======== Data shown
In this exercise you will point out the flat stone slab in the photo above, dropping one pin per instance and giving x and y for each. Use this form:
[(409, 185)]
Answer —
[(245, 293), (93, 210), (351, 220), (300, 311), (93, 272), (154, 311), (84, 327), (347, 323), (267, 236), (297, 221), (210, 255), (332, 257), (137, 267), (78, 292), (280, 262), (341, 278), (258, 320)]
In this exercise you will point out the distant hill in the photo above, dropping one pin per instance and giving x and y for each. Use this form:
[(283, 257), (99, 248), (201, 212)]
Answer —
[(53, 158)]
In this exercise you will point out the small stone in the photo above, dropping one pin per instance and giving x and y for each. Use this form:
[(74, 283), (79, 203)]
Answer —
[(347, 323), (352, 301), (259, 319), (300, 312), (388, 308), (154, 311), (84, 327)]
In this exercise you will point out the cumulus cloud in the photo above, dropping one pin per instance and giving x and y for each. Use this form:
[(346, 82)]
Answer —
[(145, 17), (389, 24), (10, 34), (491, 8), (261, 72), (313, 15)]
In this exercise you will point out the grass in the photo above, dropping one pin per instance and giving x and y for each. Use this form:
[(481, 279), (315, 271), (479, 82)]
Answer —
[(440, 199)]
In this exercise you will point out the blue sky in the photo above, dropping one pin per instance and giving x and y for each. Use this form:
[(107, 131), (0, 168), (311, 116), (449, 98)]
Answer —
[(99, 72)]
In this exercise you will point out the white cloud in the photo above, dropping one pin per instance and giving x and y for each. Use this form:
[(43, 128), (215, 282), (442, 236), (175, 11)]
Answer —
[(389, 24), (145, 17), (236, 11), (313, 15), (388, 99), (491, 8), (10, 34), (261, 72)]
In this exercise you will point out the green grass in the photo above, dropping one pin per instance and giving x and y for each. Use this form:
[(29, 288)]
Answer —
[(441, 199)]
================
Copy the data above exactly, everything from the line containing "In this exercise you will point out the white" down to the end of the data, both ends included.

The completed task:
In this exercise you will point out the white cloud in the photo above, dropping one pin per instance and giving x and y for each. Use this form:
[(43, 128), (215, 282), (442, 236), (175, 11)]
Answer —
[(389, 24), (145, 17), (236, 11), (313, 15), (388, 99), (491, 8), (10, 34), (261, 72)]
In this exercise you will point out the green grass in the photo above, dropping one pin per instance and giving x and y for each. Use this form:
[(29, 288)]
Answer —
[(441, 199)]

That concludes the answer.